WORK REQUIRED — Where a line of the data holds the word "dress", copy that line.

******************************

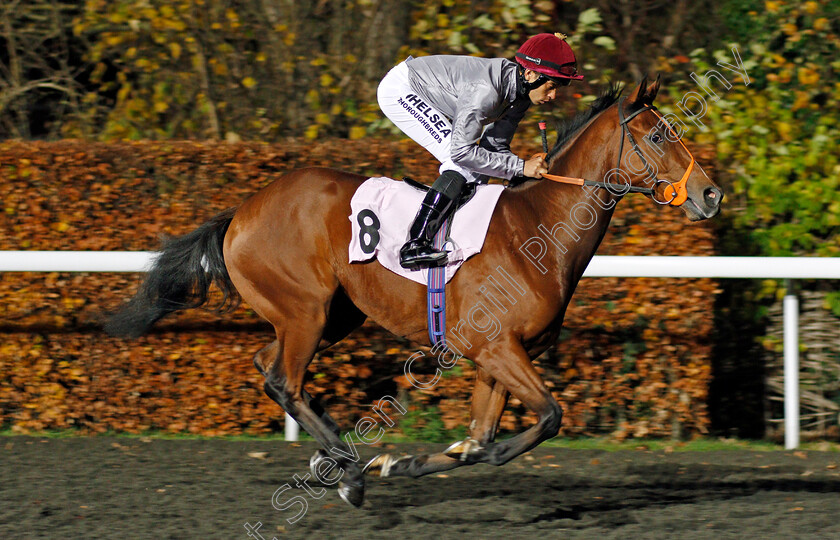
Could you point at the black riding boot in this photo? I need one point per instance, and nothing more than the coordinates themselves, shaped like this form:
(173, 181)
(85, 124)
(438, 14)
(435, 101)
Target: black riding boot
(436, 208)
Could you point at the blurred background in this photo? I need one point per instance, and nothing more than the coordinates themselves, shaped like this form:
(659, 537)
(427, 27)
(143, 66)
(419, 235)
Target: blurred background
(123, 121)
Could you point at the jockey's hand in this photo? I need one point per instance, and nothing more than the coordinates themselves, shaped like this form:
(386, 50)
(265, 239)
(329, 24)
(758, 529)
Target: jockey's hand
(535, 167)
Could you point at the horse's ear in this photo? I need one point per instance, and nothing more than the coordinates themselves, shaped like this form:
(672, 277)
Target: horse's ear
(637, 96)
(652, 90)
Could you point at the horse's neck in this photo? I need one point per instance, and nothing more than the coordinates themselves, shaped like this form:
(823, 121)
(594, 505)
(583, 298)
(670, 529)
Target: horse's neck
(580, 215)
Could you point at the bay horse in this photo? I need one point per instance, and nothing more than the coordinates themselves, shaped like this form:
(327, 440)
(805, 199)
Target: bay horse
(285, 252)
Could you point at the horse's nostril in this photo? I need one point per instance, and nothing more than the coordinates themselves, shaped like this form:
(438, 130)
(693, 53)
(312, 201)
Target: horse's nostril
(712, 196)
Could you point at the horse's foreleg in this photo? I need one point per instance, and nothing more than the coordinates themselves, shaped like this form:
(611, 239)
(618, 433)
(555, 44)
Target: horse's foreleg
(488, 402)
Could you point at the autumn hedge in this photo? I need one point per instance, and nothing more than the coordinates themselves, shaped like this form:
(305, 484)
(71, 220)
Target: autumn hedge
(633, 359)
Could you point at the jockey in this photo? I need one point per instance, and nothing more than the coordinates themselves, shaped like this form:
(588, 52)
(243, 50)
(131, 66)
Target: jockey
(465, 110)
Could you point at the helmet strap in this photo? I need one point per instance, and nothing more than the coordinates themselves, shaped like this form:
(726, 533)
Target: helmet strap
(525, 86)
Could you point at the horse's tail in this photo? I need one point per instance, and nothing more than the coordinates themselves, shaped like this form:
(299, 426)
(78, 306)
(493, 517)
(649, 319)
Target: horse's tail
(179, 279)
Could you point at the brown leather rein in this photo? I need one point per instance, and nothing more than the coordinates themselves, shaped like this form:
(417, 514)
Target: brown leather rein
(680, 194)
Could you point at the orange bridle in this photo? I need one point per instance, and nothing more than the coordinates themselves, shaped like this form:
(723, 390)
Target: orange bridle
(676, 193)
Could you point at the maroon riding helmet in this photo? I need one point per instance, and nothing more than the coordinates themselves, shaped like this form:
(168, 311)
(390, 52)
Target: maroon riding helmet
(551, 56)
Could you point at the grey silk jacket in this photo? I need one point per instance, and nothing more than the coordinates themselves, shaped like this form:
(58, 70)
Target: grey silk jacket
(479, 96)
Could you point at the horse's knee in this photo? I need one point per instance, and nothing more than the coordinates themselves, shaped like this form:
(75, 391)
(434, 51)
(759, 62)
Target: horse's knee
(275, 388)
(266, 357)
(552, 419)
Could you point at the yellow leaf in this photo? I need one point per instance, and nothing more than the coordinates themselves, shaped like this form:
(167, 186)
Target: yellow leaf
(807, 76)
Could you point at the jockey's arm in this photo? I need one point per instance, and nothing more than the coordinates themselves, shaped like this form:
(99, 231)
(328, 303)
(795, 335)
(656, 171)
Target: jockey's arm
(468, 125)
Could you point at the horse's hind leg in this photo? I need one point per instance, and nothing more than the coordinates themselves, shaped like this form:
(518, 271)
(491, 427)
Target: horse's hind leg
(284, 384)
(265, 357)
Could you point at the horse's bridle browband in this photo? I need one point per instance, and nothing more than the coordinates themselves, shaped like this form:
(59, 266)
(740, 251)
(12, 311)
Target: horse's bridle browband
(680, 195)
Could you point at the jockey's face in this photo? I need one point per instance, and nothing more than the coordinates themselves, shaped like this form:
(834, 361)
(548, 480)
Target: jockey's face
(543, 94)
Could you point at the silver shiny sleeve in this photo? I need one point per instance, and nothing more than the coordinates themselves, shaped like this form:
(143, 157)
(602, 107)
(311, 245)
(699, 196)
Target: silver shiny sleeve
(471, 117)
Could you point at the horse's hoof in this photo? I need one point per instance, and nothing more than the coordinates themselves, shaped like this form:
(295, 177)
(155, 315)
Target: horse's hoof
(352, 494)
(381, 465)
(314, 460)
(464, 450)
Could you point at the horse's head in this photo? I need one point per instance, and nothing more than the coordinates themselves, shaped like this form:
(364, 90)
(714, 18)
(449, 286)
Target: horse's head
(652, 155)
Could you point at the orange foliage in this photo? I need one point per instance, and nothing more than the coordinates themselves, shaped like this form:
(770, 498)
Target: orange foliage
(633, 359)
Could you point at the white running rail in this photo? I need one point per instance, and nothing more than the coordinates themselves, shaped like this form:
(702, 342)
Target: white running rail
(787, 268)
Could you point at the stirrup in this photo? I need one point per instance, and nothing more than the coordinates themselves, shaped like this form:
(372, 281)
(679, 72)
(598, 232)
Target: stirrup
(421, 255)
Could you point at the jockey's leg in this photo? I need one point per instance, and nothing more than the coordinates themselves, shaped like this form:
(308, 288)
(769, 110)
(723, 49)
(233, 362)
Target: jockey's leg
(438, 205)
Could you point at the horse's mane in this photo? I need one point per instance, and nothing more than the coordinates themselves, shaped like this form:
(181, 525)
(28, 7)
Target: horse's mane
(567, 129)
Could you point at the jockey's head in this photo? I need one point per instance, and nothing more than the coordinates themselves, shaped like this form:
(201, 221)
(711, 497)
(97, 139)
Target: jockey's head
(547, 62)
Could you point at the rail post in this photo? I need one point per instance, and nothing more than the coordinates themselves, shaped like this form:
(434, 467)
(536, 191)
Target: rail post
(791, 346)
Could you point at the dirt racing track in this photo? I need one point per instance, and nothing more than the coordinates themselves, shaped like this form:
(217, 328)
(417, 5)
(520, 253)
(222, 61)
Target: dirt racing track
(164, 489)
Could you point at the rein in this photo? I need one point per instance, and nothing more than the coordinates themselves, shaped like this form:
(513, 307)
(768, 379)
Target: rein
(680, 195)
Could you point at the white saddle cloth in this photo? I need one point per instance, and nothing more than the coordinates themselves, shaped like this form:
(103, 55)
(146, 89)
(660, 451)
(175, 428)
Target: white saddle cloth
(383, 209)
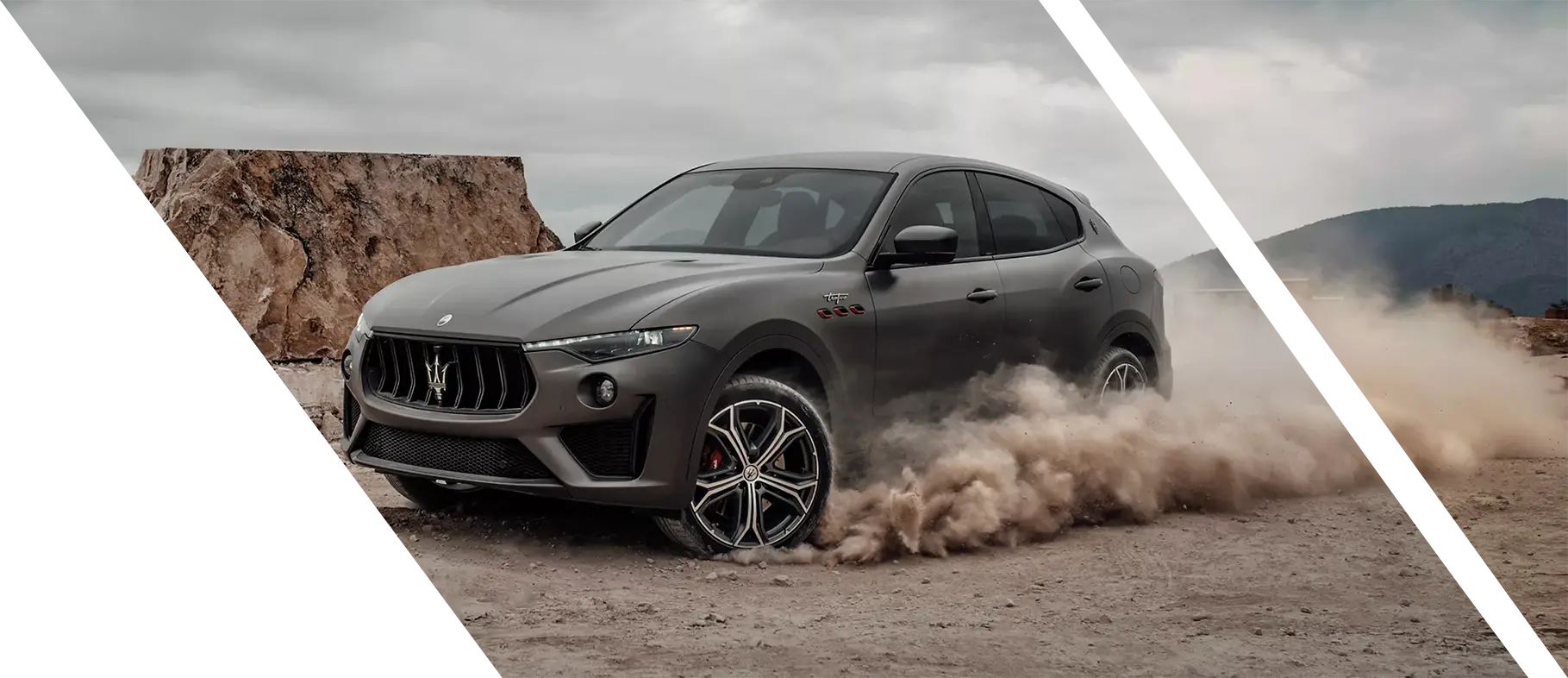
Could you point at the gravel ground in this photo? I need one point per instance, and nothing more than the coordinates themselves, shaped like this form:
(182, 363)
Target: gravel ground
(1316, 587)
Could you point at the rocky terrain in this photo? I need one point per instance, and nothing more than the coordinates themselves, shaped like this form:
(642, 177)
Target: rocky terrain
(1537, 336)
(292, 242)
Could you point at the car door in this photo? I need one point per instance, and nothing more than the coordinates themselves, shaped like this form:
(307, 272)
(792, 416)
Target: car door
(1056, 294)
(936, 325)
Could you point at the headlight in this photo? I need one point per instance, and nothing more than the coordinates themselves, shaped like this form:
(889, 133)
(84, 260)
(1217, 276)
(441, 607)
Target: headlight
(603, 348)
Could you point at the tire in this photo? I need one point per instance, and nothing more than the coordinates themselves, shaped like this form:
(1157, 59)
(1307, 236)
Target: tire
(1115, 371)
(427, 495)
(790, 486)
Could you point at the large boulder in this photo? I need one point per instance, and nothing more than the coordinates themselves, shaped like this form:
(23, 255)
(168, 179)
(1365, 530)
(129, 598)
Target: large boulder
(294, 242)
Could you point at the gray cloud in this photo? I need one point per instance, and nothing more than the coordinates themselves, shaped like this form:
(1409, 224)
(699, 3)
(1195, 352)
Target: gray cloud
(1290, 112)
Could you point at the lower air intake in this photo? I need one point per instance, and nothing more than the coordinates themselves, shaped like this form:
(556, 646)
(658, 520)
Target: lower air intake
(503, 459)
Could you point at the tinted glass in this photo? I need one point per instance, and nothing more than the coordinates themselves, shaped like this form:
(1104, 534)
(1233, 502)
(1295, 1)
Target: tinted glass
(775, 212)
(938, 199)
(1021, 220)
(1065, 216)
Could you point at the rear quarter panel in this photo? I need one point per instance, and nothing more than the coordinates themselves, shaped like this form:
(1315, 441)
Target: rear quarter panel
(1135, 289)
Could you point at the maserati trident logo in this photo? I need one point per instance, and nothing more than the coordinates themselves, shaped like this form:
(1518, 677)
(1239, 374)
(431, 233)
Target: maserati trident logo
(436, 374)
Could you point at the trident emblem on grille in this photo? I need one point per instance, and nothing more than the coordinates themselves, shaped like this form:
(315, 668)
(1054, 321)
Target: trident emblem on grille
(436, 373)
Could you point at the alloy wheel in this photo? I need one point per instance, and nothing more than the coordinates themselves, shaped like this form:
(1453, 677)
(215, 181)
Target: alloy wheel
(1123, 379)
(759, 476)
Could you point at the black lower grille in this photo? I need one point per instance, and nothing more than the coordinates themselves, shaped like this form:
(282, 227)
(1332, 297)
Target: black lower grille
(503, 459)
(447, 374)
(610, 449)
(350, 413)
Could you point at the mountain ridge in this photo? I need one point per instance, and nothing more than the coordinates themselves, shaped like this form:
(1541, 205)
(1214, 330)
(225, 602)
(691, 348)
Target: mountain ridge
(1510, 253)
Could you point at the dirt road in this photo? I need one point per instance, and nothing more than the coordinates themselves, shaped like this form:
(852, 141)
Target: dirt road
(1316, 587)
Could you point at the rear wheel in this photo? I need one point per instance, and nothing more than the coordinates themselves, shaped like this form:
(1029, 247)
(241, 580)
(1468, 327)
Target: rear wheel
(765, 471)
(433, 495)
(1117, 371)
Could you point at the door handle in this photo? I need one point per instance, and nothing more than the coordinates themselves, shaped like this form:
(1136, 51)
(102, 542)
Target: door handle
(982, 295)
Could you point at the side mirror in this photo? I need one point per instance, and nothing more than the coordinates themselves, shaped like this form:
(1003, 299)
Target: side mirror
(585, 229)
(921, 245)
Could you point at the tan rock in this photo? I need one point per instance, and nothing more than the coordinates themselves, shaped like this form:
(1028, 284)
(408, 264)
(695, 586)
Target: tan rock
(294, 242)
(1539, 336)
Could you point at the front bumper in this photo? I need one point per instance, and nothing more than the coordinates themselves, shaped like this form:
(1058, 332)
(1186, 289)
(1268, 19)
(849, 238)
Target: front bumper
(635, 452)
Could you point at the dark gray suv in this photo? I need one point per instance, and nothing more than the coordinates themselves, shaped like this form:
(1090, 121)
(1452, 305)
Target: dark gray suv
(690, 355)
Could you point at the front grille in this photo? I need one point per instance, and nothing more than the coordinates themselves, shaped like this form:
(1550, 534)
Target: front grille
(350, 413)
(503, 459)
(474, 377)
(614, 449)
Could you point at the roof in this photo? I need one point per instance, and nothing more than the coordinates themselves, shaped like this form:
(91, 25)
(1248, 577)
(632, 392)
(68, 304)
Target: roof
(865, 160)
(874, 160)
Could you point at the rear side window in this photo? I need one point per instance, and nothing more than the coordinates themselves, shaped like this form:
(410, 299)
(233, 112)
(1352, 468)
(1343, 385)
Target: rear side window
(1021, 218)
(1065, 216)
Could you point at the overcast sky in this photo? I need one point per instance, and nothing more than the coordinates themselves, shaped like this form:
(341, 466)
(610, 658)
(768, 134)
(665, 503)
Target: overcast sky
(1288, 110)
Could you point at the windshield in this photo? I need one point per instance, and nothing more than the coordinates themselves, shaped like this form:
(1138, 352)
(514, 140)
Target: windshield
(772, 212)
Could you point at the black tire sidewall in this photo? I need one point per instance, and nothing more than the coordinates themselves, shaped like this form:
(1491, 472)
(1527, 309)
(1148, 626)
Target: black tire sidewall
(744, 388)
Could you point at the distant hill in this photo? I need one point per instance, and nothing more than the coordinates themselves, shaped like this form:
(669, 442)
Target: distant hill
(1510, 253)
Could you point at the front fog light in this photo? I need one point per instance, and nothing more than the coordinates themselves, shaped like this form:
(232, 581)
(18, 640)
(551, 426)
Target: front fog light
(604, 391)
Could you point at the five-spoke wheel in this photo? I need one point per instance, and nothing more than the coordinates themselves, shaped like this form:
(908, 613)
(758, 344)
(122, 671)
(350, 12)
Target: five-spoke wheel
(1118, 371)
(762, 471)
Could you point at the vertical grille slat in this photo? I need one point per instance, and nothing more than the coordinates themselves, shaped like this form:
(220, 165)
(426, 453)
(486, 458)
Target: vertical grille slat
(400, 369)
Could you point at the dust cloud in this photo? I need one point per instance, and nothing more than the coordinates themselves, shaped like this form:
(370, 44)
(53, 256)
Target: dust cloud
(1022, 457)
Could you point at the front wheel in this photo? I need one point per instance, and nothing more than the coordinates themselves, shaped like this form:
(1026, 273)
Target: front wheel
(765, 471)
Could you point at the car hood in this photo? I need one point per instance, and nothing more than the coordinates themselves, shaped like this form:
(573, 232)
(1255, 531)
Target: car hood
(560, 294)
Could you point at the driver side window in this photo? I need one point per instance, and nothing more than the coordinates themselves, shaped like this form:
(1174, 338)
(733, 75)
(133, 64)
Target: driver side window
(938, 199)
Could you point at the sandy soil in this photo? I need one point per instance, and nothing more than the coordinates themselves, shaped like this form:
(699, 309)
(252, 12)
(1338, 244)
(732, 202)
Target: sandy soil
(1315, 587)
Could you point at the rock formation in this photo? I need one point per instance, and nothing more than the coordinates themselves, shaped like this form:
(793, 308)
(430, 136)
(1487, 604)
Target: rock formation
(292, 242)
(1537, 336)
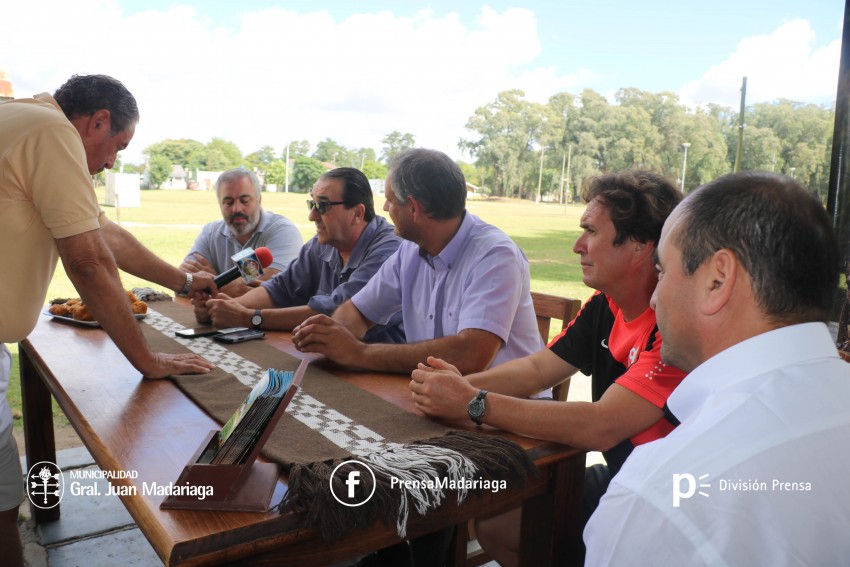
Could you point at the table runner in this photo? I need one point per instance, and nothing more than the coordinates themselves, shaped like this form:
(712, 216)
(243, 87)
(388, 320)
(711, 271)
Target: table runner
(331, 421)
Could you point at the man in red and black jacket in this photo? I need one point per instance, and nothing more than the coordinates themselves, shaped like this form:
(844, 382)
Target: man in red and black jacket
(614, 338)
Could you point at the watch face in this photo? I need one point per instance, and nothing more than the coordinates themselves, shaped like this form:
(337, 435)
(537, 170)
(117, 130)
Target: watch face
(476, 408)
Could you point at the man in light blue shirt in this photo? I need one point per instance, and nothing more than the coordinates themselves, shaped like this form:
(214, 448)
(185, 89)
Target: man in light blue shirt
(462, 285)
(350, 245)
(245, 224)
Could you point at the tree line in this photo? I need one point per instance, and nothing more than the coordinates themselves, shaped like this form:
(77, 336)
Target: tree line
(518, 147)
(579, 136)
(306, 167)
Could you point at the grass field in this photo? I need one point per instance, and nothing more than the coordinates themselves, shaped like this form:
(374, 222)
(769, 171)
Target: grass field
(168, 222)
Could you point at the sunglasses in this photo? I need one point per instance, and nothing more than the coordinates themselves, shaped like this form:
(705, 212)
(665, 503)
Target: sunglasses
(322, 206)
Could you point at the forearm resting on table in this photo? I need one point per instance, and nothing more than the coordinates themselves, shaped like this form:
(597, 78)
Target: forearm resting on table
(274, 318)
(598, 426)
(472, 350)
(132, 257)
(524, 377)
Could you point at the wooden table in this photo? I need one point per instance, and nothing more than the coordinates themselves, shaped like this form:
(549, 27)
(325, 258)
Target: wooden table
(150, 426)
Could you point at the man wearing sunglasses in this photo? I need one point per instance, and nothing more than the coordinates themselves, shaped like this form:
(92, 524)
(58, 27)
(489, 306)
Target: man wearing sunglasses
(351, 243)
(244, 224)
(461, 284)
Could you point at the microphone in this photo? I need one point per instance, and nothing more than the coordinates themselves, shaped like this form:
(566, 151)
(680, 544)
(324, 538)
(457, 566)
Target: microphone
(249, 265)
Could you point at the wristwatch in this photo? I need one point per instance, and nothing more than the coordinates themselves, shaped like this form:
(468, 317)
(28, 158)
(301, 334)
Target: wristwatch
(477, 407)
(188, 285)
(257, 319)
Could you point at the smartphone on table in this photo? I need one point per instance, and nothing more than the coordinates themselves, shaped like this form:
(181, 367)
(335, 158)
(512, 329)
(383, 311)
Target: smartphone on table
(239, 336)
(206, 332)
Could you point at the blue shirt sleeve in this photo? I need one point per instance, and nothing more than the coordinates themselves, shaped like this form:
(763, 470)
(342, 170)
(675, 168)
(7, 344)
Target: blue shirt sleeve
(284, 241)
(353, 279)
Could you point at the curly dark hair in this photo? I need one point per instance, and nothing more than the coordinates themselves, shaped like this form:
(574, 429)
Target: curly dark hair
(638, 201)
(83, 95)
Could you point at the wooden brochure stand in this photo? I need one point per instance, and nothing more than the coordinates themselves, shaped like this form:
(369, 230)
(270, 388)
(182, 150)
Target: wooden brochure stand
(246, 487)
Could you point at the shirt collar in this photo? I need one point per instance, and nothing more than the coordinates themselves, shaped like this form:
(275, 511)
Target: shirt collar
(453, 249)
(261, 226)
(755, 356)
(358, 254)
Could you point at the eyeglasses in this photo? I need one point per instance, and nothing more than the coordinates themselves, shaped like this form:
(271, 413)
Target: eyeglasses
(322, 206)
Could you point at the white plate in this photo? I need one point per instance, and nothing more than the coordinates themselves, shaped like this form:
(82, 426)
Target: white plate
(86, 323)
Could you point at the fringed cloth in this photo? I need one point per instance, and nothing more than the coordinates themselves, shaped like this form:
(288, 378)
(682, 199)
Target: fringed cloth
(416, 461)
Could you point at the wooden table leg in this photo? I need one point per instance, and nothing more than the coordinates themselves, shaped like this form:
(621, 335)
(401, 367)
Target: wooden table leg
(551, 531)
(38, 423)
(568, 546)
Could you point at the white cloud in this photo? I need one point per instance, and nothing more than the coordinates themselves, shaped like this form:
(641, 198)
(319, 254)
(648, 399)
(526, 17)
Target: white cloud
(274, 75)
(783, 64)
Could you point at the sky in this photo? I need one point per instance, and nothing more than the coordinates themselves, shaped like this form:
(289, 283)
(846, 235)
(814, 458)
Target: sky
(263, 72)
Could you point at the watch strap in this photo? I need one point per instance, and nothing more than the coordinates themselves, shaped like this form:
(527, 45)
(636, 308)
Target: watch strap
(188, 285)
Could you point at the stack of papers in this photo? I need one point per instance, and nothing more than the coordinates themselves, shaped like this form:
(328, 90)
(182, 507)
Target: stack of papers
(242, 431)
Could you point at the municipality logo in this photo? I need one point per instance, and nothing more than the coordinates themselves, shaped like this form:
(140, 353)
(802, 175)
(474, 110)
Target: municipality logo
(352, 483)
(45, 485)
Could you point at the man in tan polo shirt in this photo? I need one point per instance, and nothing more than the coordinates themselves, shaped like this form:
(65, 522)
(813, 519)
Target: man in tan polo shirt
(49, 148)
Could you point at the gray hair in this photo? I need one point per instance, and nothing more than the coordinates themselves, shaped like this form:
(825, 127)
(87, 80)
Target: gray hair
(432, 178)
(779, 232)
(233, 175)
(83, 95)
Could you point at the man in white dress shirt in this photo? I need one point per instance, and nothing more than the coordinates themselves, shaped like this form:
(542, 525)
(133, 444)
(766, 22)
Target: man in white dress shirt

******************************

ANSWER BOX —
Could you point at the man in white dress shirt in this photo? I need one point per instance, and nothing more than the coordinates themselves, shaped like this form:
Target: man in white dress shirt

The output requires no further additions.